__What you need to do__
Reproduce all the material exactly, minus any pictures it holds.

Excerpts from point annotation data

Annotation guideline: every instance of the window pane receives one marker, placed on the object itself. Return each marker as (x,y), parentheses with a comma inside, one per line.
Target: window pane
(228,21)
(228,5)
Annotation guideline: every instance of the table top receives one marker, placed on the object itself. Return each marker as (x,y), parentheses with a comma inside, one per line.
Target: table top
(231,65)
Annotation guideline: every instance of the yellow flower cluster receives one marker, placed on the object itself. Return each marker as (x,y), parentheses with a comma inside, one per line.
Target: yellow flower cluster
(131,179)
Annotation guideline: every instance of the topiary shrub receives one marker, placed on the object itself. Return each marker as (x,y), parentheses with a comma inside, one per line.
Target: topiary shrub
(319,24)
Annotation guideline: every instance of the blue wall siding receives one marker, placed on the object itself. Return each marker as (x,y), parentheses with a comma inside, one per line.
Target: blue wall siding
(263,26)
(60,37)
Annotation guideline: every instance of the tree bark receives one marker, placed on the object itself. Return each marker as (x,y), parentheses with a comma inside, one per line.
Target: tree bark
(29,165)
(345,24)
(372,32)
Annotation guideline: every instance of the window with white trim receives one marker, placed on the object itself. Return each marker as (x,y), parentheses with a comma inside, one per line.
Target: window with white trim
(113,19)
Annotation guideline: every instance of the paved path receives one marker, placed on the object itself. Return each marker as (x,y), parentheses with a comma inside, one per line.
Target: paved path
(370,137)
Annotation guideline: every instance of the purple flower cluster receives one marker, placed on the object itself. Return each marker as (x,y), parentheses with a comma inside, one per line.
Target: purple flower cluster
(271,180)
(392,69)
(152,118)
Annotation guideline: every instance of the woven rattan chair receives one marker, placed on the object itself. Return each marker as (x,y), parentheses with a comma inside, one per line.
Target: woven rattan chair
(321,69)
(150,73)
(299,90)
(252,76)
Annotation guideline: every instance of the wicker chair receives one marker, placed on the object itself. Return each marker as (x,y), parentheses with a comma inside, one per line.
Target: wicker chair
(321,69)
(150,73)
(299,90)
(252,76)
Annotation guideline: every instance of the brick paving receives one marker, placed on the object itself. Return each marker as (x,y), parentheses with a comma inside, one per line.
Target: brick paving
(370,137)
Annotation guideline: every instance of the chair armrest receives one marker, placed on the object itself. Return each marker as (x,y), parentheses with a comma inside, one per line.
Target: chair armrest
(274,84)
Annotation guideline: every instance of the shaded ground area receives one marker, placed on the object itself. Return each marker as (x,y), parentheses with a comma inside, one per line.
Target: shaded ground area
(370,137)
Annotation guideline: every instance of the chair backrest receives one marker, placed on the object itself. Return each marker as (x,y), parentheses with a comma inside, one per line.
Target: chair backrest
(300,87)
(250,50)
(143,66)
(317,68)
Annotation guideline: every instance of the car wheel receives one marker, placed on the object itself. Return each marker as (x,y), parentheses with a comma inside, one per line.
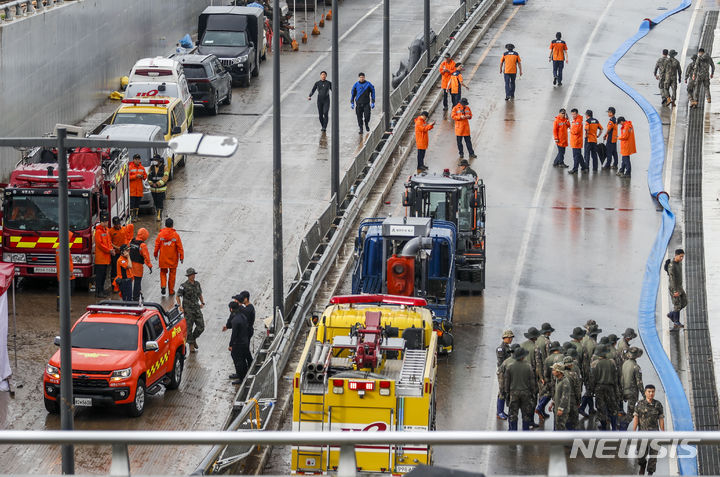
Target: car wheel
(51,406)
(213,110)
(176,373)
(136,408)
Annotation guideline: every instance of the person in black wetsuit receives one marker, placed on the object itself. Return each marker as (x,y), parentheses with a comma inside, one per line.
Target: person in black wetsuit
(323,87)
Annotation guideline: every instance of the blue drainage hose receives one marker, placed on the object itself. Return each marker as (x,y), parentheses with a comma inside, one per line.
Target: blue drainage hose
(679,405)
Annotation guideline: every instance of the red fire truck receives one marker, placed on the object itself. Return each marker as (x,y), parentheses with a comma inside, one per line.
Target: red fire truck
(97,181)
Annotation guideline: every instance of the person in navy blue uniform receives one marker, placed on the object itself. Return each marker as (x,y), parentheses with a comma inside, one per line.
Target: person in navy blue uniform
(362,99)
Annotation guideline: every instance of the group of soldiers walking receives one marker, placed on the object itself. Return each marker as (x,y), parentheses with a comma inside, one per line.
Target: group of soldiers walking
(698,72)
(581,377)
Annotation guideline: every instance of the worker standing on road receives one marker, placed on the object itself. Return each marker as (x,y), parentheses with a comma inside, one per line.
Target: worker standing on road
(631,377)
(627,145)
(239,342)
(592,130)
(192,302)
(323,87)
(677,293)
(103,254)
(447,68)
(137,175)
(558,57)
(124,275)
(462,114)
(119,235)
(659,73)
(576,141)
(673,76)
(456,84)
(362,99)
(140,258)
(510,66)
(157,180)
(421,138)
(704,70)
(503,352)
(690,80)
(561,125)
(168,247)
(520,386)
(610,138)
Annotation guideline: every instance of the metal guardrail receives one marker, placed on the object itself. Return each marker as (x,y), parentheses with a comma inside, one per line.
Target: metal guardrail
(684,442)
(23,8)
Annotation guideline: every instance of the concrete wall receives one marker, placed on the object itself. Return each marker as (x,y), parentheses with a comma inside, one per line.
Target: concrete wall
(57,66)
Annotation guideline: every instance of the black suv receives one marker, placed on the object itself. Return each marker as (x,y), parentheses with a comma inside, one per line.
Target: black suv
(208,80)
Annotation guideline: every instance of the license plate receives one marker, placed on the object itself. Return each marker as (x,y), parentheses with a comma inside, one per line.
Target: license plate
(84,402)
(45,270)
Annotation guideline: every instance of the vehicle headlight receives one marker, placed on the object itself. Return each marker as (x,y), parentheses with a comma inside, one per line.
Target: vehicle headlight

__Full output__
Annotation guideline: every instance of the window pane receives one marker, placed on the object itself. Return each marker as (x,y), parentheses with a comma inside, one per line.
Target: window pane
(228,21)
(228,5)
Annotation guideline: every instance of the table top receives one marker, placed on the object itself. Return each marker as (x,y), parentheses with a comma inside, one per line.
Target: table top
(231,65)
Annotation guideline: every instance of the yellow flower cluster receives one marker, placed on the object itself. Return each marker as (x,y), parentheses with a comma inside, one per line.
Target: yellow flower cluster
(131,179)
Annotation guideline: every instance of the topiary shrub receives one marker, placed on the object itself. Return each marker as (x,y), parentheses with a comma inside, one per line.
Target: topiary shrub
(319,24)
Annotation guideline: every instance of the blue wall siding receives one marker, placed on the object itself. Return each marker as (x,y), parentheses with a comma inside, one per line.
Target: blue wall siding
(263,26)
(60,37)
Annotation guideline: every instance of the tree bark receives one marker, placed on the object itself. Return each marker as (x,y), parentheses with a comma inside, one per line.
Target: tree bark
(29,165)
(345,24)
(372,32)
Annotation guideline: every instance of the window with white trim receives one marker, placed on the object itself. Return each marker as (x,y), parentheses with a comma inside, one per line.
Target: window with white trim
(113,19)
Annotation guideline: every instance of the paved path receives one marker, placed on the object itself. Return each marker as (x,y), parentheses with a comma inside, one per line.
Target: paved path
(370,137)
Annotation guideline: every instance of the purple flower cluster receives one marker, placed on the object itself. Return each marker as (x,y), parentheses with a comma inside, one per line.
Target: purple flower cluster
(271,180)
(392,69)
(152,118)
Annotation guideline: every instance of the woven rattan chair receives one marker, placed on the object itself. Return each marker as (x,y), parentheses with a comma inside, one per line.
Target: woven rattan chair
(321,69)
(150,73)
(299,90)
(252,76)
Annotation guideline: every instance of the wicker chair receives one marker, placed on the object itself. Return each marker as (x,y), parentheses with a comma inside, one per line.
Target: wicker chair
(321,69)
(150,73)
(299,90)
(252,76)
Annotation guideline: every instance of the brick paving receives one marker, placed on the object itself. Return each marker as (x,y), parentheses with a comma inside, one per line.
Target: brick paving
(370,137)
Annotation guideline: every instance of the chair armrest receives one marker, placed on the object itself. Return each marker as (x,y), parentheses with a comma inside, one per line.
Target: chair armrest
(274,84)
Annotation guideline: every instance of the shaded ground area receives one marker, placed on the object itself. Return each marker as (x,y), parentheses with a comma inside, one per line.
Target: shaded ground area
(370,137)
Annotation guideline: every instance of the chair backrest receives one marker, placed on the object itself. Return each marker as (x,y), parentheses with a comma inside, one per line.
Target: chair backrest
(300,87)
(250,50)
(143,66)
(317,68)
Annotation guideline: every instance of the car wheel receives one marker, placed on the object itself. Return each marker as (x,y), parentheses with a comma inside, one per line.
Target: car wheel
(51,406)
(213,110)
(176,373)
(136,408)
Annotation guideline: every instance of the person in black wetsuit receives one marker, placed on the object itself. Return each marker as (x,y), parentheses with a comma inside, one per line.
Target: person in black wetsuit
(323,87)
Annotation guideline: every instance of the blue drainage hose receives one marker, placed on the object itself. Return each marker as (x,y), parentheses with a comma inside, one per line.
Target: blue drainage hose
(679,405)
Annotation guideline: every instance of the red fire truck receives one marker, placed on the object itself. Return each marker as (x,y), parentheses with a comma inside, one per line.
Target: red fire truck
(97,181)
Annotation guideline: every instance of the person in navy blue uniform receives one marker, placed on the object itself. Return each marker as (x,y), parentheses with a comma inside, one per line.
Target: person in navy blue uniform
(362,99)
Annotation guideline: every instance of the group of soldiers walking receives one marker, placed on the object itself. Return each marker as (x,y), parentheses with a comma inside, one per line.
Target: group of soldiers walking
(698,72)
(581,377)
Annotation guideline: every instance of the worker standing on road receives one marker, placed on the object itself. Return each marker as (x,y), parentheses with a comma inside, one per line.
Target: worker standing on road
(631,377)
(627,145)
(239,342)
(592,130)
(192,302)
(323,87)
(677,293)
(103,254)
(447,68)
(137,175)
(558,57)
(124,275)
(462,114)
(119,235)
(659,73)
(576,141)
(673,76)
(456,84)
(362,99)
(140,258)
(510,66)
(157,180)
(421,138)
(704,70)
(503,352)
(690,80)
(561,125)
(168,247)
(520,386)
(610,138)
Annotation guideline: every instance of the metal guardrail receives one marker, placed on the object itself. Return each marker as (x,y), parentheses with a comma inside, one per line.
Target: metal guardrail
(684,442)
(23,8)
Annotation guideline: every instance of the concrete wall receives one marker, placed on the object itself. Return each marker as (x,y), parentheses with a comma inside, one per line.
Target: concrete wall
(57,66)
Annotation guideline: every instance of the black suv receives one marker, placed on the object itself. Return each marker as (x,y), parentheses with a comma inside, one per line.
Target: black suv
(208,80)
Annotation guideline: every instance of the license plate receives one marker, placed on the object itself. Return each marker as (x,y), parentheses with a comma inside, one per line.
Target: license plate
(84,402)
(45,270)
Annotation guideline: every instance of the vehicle headlight receives one marker, placed on the object itself. Return each marker as (x,y), parentheses with a comma inside, one per line.
Target: vehicle headlight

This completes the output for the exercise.